### WHAT IS NEEDED
Reproduce word for word the part of the news story below about mayors calling for monthly stimulus checks that runs between "In an email, a" and "RPV communications consultant.", inclusive.

[Opening EXTRACT TO READ section]

RICHMOND, Va. — Thirty-four mayors across the United States, including Richmond Mayor Levar Stoney, urged the new administration and lawmakers to send monthly stimulus checks to Americans for the remainder of the COVID-19 pandemic.
Mayors for a Guaranteed Income ran a full-page ad in Thursday’s Washington Post titled ‘One more check is not enough.’
In a tweet, Mayor Stoney urged President Joe Biden and Vice President Kamala Harris to support the proposal.
“I'm asking for, calling on Congress and also President Biden, who has already showed some interest in this, that we provide $2,000 recurring checks through the end of the pandemic,” Stoney told CBS 6.
The coalition of mayors wrote that American families are hurting and on the brink of economic ruin.
Last Fall, Stoney launched an experimental pilot program to give $500 per month to 18 families over the next two years.
“We have a number of people facing some true financial hardships. We are talking about keeping food on the table and a roof over families' heads. That’s why I think Congress needs to step up and do their part like they did earlier in the year in 2020,” he explained.
Congress authorized $1,200 economic impact payments for individuals making less than $75,000 and married couples earning less than $150,000 through the CARES Act.
In December, lawmakers passed another stimulus of $600 checks for Americans, which was $1,400 less than former President Donald Trump had requested.
The mayors' proposal may be a non-starter for some politicians like Senator Mitt Romney (R - Utah).
He voiced skepticism over President Biden’s $1.9 trillion COVID-19 relief plan to combat the coronavirus.
“We just passed a program with over $900 billion in it. I'm not looking for a new program in the immediate future,” Romney told reporters on Thursday.
In an email, a spokesman with the Republican Party of Virginia (RPV) said they would have to see specific legislation in order to make a judgment on the proposal. The spokesman did question the timeline asking who decides when the pandemic is over.
“It’s not like we’re flipping a light switch here and ‘ending’ the pandemic on a certain date. Maybe we should cut taxes instead. It would accomplish basically the same goal,” wrote John March, RPV communications consultant.
But some Virginians were adamant that they need financial help now rather than later.
Millions of Americans have lost their jobs, careers, and business during the pandemic. Lines at food banks are longer than ever and families continue to struggle to make ends meet.
Kimberli Vida and her husband support three children who are currently in college. They would use an extra monthly stimulus check to pay off tuition and medical bills.
"I get that you don't want to overspend. But sometimes there isn’t a choice. Sometimes you have to do the right thing no matter what the cost is. You have to take care of the people in your country,” she said.

[Closing EXTRACT TO READ section]
[Opening AVAILABLE DATA section]

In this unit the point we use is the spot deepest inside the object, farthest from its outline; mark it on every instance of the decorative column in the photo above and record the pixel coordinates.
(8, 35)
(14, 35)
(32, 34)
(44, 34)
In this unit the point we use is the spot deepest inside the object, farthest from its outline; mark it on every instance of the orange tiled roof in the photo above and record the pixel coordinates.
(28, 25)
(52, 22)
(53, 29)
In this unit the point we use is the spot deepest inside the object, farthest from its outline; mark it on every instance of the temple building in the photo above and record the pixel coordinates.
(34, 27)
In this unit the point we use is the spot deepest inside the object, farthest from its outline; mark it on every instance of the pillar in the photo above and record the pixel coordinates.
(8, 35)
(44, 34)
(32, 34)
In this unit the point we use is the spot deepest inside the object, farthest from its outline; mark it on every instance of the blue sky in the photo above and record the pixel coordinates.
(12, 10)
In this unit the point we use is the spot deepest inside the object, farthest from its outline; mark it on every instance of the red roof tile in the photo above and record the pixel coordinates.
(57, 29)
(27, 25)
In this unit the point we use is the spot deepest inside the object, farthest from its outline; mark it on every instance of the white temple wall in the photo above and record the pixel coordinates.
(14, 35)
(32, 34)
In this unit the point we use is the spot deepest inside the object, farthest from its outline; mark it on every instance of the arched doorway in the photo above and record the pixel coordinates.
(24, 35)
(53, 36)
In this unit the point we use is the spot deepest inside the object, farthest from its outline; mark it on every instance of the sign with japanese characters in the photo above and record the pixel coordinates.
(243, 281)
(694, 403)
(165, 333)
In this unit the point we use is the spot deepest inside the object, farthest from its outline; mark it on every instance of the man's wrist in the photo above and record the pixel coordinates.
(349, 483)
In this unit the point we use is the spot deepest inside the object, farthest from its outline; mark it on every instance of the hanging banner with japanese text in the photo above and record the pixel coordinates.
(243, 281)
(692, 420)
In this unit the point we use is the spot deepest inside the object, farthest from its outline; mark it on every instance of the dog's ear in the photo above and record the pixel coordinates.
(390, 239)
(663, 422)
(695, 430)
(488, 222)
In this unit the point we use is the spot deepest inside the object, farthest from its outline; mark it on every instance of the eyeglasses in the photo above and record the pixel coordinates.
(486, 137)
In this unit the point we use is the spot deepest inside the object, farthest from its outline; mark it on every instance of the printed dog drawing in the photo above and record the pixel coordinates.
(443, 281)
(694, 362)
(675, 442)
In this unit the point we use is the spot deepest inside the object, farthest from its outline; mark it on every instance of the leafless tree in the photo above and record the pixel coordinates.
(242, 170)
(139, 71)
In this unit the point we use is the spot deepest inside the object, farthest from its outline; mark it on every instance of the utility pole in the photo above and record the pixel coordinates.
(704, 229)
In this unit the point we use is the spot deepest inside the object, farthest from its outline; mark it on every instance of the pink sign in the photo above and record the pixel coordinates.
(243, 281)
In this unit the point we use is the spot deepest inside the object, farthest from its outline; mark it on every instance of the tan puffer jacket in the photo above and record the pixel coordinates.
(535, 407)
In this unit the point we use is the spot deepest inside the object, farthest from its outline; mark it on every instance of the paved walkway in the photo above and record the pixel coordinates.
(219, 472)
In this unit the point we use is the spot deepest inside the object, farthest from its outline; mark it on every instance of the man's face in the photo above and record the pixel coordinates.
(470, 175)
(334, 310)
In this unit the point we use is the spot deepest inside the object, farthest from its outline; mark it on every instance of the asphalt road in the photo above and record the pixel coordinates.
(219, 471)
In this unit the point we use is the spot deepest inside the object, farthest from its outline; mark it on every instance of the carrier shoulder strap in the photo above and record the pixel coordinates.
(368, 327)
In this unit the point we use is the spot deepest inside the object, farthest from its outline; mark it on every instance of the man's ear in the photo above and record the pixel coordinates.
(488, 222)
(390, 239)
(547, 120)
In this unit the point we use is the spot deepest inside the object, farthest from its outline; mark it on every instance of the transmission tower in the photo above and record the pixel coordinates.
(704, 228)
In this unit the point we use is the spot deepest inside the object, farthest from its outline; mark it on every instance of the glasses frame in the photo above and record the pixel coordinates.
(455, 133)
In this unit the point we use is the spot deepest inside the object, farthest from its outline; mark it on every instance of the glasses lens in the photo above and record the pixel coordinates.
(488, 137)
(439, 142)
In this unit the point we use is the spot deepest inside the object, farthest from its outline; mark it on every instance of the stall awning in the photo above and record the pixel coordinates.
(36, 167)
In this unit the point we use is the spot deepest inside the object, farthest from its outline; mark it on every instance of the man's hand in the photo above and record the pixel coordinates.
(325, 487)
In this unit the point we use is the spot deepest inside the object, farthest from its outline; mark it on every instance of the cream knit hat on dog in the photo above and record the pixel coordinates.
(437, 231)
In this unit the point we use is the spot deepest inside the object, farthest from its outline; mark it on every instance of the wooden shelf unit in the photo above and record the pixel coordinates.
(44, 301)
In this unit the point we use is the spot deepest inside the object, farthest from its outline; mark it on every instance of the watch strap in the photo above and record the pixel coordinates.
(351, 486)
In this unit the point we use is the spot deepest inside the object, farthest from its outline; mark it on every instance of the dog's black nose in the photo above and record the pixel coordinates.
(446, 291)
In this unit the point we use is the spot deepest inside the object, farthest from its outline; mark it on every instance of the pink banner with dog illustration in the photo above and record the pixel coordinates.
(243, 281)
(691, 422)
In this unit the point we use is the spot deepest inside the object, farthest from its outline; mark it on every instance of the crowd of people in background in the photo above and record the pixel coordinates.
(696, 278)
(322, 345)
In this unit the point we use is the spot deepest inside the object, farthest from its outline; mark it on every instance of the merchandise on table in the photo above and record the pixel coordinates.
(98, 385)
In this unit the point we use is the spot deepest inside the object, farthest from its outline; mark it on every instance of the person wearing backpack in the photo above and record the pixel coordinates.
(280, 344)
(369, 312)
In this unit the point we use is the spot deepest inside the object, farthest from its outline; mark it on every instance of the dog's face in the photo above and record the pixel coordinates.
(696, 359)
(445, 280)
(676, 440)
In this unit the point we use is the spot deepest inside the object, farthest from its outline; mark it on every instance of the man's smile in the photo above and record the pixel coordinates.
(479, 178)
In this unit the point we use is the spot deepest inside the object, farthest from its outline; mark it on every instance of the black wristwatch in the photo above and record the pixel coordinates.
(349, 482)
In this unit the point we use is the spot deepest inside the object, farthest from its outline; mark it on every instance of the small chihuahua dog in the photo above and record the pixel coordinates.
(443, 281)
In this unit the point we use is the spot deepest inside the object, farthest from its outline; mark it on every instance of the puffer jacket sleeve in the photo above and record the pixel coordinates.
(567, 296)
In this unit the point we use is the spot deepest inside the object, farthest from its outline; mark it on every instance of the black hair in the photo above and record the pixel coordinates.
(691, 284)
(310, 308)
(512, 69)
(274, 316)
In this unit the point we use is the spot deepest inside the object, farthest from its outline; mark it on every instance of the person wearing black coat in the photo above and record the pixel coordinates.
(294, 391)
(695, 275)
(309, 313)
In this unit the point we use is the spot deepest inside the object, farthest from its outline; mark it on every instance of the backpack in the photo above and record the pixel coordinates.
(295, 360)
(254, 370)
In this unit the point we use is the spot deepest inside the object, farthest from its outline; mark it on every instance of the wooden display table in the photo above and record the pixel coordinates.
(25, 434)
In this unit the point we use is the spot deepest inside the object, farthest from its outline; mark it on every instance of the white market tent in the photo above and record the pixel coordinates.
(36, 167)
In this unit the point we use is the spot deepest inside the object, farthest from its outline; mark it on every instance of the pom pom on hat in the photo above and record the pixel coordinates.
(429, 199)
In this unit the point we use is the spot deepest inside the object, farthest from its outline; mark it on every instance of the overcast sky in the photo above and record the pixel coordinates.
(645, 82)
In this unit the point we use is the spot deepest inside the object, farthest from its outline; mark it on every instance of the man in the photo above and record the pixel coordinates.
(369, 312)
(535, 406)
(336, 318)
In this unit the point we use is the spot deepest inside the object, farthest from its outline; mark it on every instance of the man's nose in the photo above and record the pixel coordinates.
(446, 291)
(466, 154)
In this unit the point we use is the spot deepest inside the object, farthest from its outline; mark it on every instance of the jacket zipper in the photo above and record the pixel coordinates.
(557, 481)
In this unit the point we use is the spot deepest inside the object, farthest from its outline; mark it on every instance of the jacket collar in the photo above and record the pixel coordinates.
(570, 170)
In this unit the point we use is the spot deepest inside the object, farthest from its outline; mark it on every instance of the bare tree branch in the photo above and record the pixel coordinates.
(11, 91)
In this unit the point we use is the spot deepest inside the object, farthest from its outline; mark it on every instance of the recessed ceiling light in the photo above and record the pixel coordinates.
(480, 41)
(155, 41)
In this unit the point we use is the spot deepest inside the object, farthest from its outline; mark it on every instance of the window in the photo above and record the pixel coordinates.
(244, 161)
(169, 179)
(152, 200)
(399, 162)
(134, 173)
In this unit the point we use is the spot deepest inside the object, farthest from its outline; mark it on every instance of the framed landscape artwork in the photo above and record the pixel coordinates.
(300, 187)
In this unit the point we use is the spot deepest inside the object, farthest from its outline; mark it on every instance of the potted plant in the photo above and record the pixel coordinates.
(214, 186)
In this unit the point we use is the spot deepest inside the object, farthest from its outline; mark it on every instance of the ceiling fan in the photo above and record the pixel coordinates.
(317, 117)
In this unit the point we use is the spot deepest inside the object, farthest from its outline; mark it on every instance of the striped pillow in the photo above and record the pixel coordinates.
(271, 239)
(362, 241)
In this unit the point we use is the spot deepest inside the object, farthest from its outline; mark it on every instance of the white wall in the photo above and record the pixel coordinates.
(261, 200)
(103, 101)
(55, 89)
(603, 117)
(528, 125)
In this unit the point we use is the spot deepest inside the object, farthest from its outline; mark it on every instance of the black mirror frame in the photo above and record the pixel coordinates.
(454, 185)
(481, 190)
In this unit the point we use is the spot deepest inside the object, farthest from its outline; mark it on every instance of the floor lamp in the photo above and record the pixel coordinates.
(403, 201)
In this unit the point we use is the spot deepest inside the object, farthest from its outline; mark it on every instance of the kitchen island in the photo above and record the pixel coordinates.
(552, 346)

[Closing AVAILABLE DATA section]

### TASK SOLUTION
In an email, a spokesman with the Republican Party of Virginia (RPV) said they would have to see specific legislation in order to make a judgment on the proposal. The spokesman did question the timeline asking who decides when the pandemic is over.
“It’s not like we’re flipping a light switch here and ‘ending’ the pandemic on a certain date. Maybe we should cut taxes instead. It would accomplish basically the same goal,” wrote John March, RPV communications consultant.